To draw an archaeological analogy, this is the photo researcher's equivalent of stumbling across a Pompeii. A man born in the 18th century who was kind enough to leave us not only his image but also an incredibly informative label giving his exact date of birth, profession and both his work and home address. I laughed out loud when I found it. Such a helpful and upbeat fellow. John Mappin was an offshoot of the family that founded Mappin and Webb. His firm issued metal tokens which could be redeemed for surgical trusses, an innovation that was discussed in the British Medical Journal in 1955. He had 13 children and has hundreds of living descendants all over the world. One of his great-grandsons, an American named John Little who died in 1990, committed to magnetic tape an oral family history which included this charming love story:
"In Manchester [John Reynolds] didn't find anything interesting so he walked south to Birmingham. There he called on a man named John Mappin who dealt in surgical instruments hoping that he could get a job. He was told that there was no work for him. As he stood interviewing on the front porch, the gentleman's daughter, age eighteen, was standing in the hall. She overheard the conversation and was able to get a look at the young man, my grandfather. John Mappin had thirteen children in all. His daughter in the hallway was rather frustrated at the time since she and her sister had arranged to have a double wedding with two young doctors. Her young doctor, however, had recently left this world due to an attack of small pox. She thought John Reynolds did not look too bad so as he was walking away, she climbed out of a window and ran after him. She caught up with him and they both walked back to Liverpool and had eighteen children."
########################################
According to the passage about John Mappin, what did his firm issue? The records are not needed for this exercise.

Given records:
########################################
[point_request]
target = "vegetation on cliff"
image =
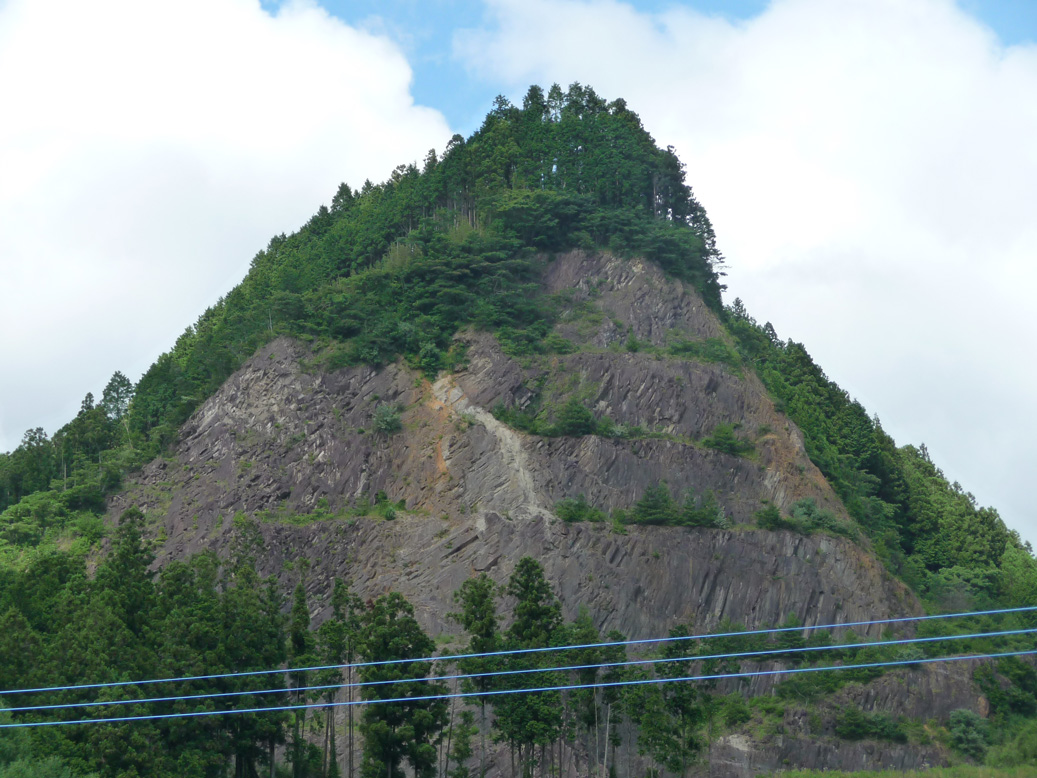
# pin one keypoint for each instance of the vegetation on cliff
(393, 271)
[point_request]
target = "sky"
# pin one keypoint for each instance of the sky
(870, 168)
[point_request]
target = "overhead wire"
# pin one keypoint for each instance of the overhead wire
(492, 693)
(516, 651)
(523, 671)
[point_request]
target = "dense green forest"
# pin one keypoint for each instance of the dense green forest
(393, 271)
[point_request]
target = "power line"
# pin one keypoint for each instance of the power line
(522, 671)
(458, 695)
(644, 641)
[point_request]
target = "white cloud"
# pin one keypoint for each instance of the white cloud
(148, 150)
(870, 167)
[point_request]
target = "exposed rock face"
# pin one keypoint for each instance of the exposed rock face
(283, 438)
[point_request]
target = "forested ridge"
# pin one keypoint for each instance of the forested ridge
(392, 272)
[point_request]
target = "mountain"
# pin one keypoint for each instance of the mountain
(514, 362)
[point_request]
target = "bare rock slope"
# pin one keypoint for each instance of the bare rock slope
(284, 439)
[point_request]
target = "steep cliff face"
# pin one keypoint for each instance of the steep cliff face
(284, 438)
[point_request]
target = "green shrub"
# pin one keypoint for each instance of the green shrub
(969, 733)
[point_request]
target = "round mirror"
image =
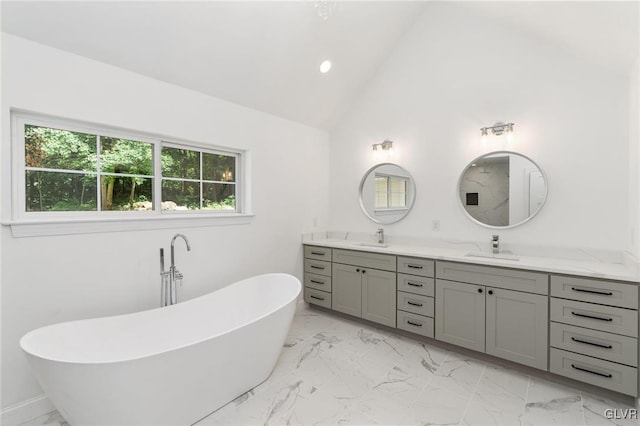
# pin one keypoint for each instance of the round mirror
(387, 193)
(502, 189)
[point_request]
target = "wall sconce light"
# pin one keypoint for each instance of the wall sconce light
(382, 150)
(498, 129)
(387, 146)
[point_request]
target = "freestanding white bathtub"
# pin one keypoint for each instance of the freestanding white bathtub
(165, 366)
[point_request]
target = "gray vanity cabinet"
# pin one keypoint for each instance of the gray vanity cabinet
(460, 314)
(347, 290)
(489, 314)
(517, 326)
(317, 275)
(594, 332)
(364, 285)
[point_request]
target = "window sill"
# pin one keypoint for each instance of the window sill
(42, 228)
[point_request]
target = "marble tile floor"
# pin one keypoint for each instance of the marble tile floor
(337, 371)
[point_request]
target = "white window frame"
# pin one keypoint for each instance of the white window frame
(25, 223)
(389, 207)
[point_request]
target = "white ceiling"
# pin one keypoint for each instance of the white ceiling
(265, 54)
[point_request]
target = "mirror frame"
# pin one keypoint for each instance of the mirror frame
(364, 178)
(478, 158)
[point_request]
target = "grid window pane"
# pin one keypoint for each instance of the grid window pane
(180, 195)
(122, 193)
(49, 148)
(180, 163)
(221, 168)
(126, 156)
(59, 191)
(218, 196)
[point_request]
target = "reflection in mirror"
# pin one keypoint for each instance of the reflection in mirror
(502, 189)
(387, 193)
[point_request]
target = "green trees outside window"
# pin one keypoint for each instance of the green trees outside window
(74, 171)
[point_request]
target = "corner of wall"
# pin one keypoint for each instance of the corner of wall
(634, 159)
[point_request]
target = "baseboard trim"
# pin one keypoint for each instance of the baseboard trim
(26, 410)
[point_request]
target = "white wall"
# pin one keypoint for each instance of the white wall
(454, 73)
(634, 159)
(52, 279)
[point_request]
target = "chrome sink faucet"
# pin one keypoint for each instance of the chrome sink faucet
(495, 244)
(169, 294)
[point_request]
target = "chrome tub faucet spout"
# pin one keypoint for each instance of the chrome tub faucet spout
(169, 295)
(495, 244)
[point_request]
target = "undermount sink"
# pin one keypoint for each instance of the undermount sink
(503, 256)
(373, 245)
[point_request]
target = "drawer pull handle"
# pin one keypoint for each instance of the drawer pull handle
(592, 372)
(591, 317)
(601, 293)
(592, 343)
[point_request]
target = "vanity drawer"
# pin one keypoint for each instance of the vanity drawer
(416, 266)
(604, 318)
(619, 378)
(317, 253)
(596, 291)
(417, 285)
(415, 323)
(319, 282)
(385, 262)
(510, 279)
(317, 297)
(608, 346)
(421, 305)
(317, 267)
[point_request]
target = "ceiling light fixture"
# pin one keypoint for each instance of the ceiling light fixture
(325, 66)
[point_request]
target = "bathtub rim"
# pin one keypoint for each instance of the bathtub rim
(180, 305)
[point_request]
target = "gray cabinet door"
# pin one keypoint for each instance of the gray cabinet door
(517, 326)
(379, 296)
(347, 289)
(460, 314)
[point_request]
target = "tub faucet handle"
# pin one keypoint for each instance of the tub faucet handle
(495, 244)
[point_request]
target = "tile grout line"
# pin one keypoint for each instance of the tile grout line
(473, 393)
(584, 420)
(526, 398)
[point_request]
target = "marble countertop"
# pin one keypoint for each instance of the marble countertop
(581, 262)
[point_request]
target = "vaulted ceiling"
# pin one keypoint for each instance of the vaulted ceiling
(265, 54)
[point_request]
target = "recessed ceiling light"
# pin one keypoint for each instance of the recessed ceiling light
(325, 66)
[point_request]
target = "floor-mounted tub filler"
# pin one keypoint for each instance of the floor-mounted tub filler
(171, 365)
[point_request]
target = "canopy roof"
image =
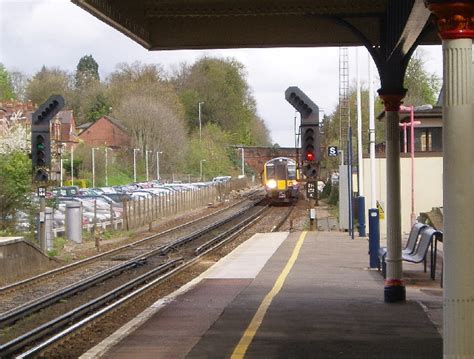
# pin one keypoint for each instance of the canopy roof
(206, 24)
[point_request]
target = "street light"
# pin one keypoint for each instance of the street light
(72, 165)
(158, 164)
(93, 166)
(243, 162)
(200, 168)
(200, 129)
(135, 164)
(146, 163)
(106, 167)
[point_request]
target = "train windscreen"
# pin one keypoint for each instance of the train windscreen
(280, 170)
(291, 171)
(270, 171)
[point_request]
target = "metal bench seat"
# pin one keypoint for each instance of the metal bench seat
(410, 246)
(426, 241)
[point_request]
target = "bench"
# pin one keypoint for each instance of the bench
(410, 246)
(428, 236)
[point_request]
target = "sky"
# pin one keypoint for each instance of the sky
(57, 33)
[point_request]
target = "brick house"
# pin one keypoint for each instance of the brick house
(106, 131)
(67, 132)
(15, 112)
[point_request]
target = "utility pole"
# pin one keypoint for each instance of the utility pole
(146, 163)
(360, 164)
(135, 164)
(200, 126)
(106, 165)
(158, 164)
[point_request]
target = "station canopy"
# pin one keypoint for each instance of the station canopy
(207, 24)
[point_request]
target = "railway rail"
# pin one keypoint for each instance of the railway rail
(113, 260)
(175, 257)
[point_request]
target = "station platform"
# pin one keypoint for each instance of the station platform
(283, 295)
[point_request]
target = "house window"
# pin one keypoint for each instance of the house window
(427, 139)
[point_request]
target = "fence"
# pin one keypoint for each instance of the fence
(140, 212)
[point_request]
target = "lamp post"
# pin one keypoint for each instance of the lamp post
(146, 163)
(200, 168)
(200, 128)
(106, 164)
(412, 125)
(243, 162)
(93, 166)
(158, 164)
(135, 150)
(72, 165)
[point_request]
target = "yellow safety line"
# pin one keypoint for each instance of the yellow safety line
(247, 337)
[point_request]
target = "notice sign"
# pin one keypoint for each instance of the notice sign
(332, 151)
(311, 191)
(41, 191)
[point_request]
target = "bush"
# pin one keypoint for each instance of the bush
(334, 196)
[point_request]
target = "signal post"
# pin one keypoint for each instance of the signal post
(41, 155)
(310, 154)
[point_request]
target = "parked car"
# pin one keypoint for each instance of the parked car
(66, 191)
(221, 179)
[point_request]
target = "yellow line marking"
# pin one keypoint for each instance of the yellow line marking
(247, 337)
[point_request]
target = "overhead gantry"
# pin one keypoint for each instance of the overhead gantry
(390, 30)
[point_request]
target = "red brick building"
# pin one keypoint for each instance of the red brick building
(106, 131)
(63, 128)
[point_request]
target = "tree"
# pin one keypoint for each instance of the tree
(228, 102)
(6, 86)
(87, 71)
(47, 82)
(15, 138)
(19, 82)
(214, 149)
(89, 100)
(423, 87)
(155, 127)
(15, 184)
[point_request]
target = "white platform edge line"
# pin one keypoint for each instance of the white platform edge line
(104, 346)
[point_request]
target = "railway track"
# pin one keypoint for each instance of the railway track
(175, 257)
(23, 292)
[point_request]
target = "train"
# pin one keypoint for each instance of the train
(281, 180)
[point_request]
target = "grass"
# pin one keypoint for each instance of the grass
########################################
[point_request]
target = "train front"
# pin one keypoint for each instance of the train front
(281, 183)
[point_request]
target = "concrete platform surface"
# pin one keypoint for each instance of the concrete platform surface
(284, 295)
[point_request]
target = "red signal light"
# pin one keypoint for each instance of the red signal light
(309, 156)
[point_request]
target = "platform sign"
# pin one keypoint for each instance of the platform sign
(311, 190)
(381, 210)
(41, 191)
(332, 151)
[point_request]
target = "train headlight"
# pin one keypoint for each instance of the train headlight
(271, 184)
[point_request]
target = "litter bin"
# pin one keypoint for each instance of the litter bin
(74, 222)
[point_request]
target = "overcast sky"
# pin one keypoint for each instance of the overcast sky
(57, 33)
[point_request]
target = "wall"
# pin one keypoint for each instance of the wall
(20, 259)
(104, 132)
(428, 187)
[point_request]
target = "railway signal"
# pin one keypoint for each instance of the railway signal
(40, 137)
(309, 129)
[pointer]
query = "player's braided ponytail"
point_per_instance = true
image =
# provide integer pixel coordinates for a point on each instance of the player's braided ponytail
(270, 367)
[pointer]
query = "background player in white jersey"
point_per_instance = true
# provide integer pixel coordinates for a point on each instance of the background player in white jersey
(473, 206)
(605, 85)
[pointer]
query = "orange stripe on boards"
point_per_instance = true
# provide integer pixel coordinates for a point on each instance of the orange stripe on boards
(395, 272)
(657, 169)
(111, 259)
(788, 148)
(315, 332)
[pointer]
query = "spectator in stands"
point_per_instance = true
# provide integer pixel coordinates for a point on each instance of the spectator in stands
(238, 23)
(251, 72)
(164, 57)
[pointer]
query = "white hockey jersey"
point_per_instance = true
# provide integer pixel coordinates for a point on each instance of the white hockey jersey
########################################
Output below:
Metal tokens that could be redeemed for surgical trusses.